Stated exercise a:
Translate this sentence from the passage on slander into French: "To dishonor someone is not slander."

Excerpted passage:
--- start ---

To tell a joke about someone or something is not slander. To gather demographic evidence and draw a logical conclusion is not slander. To observe that Islam and the Christian West have different and antithetical values is not slander.

To dishonor someone is not slander.

To misrepresent Canadian Muslim’s values, their community and their religion is not slander, and, indeed, does not satisfy even the first element of stating a case. (If it is misrepresentation, it must also be defamatory.)

 Let me also mention some of the defenses against slander:

1.  The most important defense to an action for defamation is “truth”, which is an absolute defense to an action for defamation.

2. Another defense to defamation actions is “privilege”. For example, statements made by witnesses in court, arguments made in court by lawyers, statements by legislators on the floor of the legislature, or by judges while sitting on the bench, are ordinarily privileged, and cannot support a cause of action for defamation, no matter how false or outrageous.

--- end ---

Recorded information:
--- start ---

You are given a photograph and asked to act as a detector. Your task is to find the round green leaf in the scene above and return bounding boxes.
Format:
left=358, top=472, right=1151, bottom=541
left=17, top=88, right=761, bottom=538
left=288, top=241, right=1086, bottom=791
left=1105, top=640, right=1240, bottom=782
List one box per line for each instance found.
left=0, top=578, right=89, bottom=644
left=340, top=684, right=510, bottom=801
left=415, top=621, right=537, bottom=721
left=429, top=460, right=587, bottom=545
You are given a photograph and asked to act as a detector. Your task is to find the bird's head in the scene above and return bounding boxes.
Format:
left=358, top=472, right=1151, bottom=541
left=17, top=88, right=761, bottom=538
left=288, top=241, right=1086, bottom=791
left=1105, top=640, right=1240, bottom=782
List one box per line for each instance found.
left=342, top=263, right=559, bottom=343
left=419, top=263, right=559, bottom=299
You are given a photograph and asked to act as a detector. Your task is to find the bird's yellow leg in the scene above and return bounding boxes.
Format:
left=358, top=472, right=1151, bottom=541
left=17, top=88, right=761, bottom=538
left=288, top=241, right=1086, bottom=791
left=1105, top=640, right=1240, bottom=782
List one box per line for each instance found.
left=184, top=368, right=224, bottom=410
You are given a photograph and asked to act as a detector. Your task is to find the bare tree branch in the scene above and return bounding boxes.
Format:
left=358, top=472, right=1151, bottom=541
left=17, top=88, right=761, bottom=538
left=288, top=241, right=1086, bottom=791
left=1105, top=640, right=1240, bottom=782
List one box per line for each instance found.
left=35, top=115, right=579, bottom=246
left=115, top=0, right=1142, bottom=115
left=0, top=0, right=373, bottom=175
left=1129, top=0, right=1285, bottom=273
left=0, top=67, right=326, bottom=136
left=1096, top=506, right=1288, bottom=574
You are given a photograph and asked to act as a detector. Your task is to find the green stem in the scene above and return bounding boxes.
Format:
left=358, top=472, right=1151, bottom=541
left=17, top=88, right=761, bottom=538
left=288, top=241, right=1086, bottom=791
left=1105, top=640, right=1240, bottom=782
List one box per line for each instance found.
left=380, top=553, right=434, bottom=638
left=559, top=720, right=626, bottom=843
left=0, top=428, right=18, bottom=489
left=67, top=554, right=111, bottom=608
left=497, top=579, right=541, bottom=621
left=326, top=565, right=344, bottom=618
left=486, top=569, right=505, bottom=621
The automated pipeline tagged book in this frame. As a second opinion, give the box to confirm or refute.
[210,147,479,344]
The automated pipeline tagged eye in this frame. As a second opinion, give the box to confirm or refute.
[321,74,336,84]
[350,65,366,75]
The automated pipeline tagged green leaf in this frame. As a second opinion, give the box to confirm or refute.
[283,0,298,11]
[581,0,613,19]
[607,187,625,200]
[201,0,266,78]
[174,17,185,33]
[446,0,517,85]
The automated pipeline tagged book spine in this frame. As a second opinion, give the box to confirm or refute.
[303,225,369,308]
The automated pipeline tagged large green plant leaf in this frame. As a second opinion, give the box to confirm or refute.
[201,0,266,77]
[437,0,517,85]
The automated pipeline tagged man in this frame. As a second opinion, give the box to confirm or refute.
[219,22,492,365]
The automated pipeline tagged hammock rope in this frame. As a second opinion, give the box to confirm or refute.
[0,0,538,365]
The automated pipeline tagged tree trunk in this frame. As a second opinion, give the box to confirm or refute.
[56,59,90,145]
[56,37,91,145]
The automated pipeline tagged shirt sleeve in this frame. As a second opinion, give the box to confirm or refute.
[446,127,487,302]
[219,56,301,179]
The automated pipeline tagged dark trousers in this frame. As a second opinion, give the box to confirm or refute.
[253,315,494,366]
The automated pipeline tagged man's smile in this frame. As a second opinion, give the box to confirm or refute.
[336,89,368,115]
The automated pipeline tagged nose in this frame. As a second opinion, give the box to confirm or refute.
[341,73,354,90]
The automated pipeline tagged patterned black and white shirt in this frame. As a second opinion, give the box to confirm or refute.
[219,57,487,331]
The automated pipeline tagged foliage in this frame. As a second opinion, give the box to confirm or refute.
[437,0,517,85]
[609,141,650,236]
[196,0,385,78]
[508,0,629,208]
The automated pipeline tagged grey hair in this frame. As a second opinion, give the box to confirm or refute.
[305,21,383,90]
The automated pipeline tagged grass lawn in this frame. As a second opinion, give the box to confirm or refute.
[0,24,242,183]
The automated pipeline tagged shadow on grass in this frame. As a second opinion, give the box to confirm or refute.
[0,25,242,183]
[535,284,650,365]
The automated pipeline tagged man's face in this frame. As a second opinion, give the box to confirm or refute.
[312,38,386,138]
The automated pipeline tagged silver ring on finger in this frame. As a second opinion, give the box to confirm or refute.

--- end ---

Stated exercise b:
Swap "second opinion" for "cross-check" throughout the listing, from the line containing "The automated pipeline tagged shirt" through the end of the listing, and leave everything else unchanged.

Written answer a:
Déshonorer quelqu'un n'est pas de la diffamation.

Written answer b:
The automated pipeline tagged shirt sleeve in this frame. As a cross-check, give the box to confirm or refute.
[446,127,487,302]
[219,56,301,179]
The automated pipeline tagged dark trousers in this frame. As a cross-check, give the box to confirm or refute.
[253,315,494,366]
The automated pipeline tagged man's smile in this frame. As a cross-check, give the box to confirm or refute.
[336,89,368,115]
The automated pipeline tagged nose in this frame. As a cross-check, give the box to confirm or refute.
[341,73,354,90]
The automated pipeline tagged patterned black and white shirt in this frame. As a cross-check, give the box to confirm or refute.
[219,57,487,331]
The automated pipeline tagged foliage in this frame. As a cross-check, give the box to confirm or refute.
[437,0,517,85]
[609,141,650,236]
[196,0,385,78]
[508,0,629,208]
The automated pipeline tagged grey hair in this frame. As a cross-check, give the box to confirm or refute.
[305,21,383,90]
The automated pipeline tagged grass lawn in this frame. As a cross-check, give the box to confirm or refute.
[0,24,242,183]
The automated pipeline tagged shadow on grass in this frame. As a cross-check, give the box to confirm or refute.
[0,25,242,183]
[535,284,650,365]
The automated pipeline tagged man's face in this frame. As a cross-check, give the box to confirm or refute.
[312,38,386,138]
The automated pipeline tagged silver ring on finger in this frame. As a cross-check, give the box to confirm or refute.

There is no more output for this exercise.